Pointing dataset excerpts
☆ ☆ ☆

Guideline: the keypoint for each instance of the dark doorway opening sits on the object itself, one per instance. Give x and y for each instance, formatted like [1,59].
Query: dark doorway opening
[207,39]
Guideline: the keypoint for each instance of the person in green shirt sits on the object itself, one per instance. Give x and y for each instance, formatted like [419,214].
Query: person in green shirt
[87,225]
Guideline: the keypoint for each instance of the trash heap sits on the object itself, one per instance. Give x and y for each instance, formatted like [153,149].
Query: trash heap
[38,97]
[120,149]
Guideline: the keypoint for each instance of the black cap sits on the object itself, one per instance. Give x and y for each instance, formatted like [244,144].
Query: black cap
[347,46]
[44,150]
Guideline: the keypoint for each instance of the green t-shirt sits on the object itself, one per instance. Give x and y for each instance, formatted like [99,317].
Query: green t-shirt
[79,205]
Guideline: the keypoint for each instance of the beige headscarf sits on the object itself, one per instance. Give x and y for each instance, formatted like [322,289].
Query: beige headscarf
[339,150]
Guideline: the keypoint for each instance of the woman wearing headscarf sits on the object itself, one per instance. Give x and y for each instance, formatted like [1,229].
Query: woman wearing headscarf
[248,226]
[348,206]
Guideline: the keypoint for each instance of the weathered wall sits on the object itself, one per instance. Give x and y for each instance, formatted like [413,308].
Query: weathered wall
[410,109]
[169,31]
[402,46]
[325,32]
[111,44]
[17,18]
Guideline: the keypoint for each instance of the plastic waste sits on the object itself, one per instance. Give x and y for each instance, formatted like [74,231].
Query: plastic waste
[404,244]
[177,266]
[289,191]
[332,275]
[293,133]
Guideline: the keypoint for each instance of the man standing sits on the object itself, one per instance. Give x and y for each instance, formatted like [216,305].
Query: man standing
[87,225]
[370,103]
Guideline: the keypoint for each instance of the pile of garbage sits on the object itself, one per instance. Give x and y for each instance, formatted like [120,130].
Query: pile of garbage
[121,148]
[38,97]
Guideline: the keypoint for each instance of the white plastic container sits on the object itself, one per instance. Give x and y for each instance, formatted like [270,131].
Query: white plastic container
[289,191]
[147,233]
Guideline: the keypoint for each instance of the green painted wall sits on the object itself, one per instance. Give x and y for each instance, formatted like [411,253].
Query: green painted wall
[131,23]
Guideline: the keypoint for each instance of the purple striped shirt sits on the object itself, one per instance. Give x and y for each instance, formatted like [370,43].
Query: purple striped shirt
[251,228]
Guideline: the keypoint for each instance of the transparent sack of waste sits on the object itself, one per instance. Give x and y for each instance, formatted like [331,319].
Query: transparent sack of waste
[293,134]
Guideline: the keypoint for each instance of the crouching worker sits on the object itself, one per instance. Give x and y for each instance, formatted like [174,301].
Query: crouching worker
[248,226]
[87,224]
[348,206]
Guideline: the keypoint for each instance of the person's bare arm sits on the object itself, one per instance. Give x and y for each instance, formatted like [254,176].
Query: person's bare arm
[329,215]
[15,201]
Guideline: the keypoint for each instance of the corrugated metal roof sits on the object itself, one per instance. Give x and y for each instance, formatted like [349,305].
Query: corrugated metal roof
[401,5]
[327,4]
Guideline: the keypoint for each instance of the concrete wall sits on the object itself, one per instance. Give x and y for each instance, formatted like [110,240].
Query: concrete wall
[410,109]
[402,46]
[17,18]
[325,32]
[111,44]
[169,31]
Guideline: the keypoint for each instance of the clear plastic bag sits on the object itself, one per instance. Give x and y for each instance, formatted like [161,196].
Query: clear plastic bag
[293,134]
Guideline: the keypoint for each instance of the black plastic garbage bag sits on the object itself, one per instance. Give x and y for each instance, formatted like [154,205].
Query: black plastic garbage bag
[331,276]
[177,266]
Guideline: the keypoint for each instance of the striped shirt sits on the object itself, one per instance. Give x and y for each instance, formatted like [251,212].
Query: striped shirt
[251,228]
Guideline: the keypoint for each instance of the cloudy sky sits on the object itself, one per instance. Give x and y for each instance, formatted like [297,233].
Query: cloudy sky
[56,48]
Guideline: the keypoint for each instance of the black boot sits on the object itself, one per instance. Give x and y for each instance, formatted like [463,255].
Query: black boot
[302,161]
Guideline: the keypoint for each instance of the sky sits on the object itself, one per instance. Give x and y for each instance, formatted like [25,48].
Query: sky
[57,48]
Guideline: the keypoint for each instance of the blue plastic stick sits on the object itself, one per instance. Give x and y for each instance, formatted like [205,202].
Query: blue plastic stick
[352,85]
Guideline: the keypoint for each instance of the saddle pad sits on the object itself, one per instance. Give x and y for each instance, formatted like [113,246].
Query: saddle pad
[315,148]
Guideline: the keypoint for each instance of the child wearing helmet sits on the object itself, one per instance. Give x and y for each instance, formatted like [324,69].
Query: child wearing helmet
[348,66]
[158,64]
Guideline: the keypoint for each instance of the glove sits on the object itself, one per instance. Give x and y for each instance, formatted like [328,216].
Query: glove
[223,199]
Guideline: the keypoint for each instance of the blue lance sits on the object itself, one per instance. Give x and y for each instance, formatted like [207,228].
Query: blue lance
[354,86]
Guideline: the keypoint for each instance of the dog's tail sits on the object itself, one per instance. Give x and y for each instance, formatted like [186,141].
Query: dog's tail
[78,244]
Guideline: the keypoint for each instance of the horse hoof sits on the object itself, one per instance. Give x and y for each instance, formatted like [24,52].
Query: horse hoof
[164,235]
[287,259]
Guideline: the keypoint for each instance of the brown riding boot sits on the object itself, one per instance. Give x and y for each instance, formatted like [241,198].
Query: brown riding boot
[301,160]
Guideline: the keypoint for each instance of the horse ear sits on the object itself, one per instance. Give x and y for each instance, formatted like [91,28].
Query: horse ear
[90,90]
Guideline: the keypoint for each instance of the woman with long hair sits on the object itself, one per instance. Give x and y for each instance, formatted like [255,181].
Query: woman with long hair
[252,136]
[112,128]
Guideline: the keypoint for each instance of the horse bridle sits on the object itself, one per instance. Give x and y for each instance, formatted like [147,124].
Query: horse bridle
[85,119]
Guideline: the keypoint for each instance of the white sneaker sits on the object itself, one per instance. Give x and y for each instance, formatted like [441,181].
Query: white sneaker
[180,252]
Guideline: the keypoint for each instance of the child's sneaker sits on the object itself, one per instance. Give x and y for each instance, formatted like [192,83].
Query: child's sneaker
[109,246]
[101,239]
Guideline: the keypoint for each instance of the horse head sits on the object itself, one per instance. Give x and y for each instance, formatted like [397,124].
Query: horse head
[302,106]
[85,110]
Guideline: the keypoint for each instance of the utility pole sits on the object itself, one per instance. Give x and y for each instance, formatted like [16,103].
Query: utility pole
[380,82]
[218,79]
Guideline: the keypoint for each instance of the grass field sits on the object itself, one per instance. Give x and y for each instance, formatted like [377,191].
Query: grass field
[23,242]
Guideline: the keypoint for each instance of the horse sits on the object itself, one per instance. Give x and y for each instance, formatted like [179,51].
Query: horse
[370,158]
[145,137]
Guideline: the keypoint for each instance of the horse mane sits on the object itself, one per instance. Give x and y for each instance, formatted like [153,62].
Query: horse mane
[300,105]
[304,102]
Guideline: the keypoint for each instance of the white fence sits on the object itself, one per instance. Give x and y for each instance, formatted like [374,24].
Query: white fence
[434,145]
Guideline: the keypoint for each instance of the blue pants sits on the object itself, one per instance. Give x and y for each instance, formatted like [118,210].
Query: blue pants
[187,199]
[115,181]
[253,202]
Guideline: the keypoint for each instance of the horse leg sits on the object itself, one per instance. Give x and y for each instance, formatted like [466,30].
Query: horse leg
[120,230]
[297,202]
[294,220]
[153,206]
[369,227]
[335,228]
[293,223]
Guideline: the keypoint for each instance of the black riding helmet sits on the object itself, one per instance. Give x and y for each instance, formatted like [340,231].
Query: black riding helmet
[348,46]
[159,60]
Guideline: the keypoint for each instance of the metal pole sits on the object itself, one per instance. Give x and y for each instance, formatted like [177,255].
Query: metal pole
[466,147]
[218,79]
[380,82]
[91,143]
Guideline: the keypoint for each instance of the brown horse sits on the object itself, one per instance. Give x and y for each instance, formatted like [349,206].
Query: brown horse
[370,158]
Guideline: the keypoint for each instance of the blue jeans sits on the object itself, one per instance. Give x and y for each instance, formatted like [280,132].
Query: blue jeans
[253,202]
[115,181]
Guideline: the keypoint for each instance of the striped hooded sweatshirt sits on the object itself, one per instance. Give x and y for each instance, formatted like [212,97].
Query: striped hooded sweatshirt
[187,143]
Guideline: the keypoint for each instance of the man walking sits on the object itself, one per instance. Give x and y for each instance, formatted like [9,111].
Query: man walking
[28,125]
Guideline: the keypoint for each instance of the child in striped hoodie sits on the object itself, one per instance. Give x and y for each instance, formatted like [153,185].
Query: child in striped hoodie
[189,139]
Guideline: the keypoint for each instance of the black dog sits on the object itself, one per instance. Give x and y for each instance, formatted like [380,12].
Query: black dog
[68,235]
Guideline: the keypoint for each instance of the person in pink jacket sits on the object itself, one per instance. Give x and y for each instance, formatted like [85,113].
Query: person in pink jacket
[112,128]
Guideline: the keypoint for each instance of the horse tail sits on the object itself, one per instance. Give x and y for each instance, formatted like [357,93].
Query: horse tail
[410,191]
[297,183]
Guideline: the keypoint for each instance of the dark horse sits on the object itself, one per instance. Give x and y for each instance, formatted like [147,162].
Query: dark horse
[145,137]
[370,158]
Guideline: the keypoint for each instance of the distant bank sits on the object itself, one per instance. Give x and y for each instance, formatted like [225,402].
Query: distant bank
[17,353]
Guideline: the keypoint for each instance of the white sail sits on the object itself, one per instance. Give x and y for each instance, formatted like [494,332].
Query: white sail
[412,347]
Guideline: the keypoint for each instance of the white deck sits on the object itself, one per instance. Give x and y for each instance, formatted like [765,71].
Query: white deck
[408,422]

☆ ☆ ☆

### Exercise brief
Put the items starting at "Guideline: the keypoint for each instance of the white deck" and ending at the last item into a two-column CSV with the headers request and answer, one row per item. Enclose each field in quotation marks and replace any line breaks with spaces.

### Task output
request,answer
"Guideline: the keypoint for each instance of the white deck sits on the object itself, one per instance. Give x and y for each instance, formatted like [765,71]. Query: white deck","[408,422]"